Work to be completed - Could you please retype all of the entries exactly as they appear?

Stored entries:

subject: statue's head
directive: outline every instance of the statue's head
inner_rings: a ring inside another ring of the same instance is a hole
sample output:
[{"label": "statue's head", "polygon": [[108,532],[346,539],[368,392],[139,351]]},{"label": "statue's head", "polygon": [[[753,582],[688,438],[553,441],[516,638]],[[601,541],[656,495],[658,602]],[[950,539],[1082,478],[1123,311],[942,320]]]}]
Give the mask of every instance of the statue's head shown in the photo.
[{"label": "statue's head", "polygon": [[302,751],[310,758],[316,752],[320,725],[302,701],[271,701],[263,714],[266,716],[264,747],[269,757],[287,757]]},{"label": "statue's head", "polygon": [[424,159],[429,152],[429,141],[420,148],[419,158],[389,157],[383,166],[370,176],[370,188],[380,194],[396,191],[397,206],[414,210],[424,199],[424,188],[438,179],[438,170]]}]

Answer to the problem -
subject: statue's head
directive: outline every instance of the statue's head
inner_rings: a ring inside another ring of the same instance is a hole
sample output:
[{"label": "statue's head", "polygon": [[108,532],[346,539],[368,392],[139,351]]},{"label": "statue's head", "polygon": [[[753,582],[688,438],[553,441],[516,638]],[[601,541],[656,495],[658,602]],[[950,539],[1082,478],[1123,311],[942,320]]]}]
Give the mask of every instance of the statue's head shown in the photo.
[{"label": "statue's head", "polygon": [[302,751],[310,758],[316,752],[320,725],[302,701],[271,701],[263,714],[266,716],[264,747],[269,757],[287,757]]},{"label": "statue's head", "polygon": [[424,159],[429,152],[429,141],[420,148],[419,158],[389,157],[383,166],[370,176],[370,188],[380,194],[396,191],[397,206],[414,210],[424,199],[424,188],[438,179],[438,170]]}]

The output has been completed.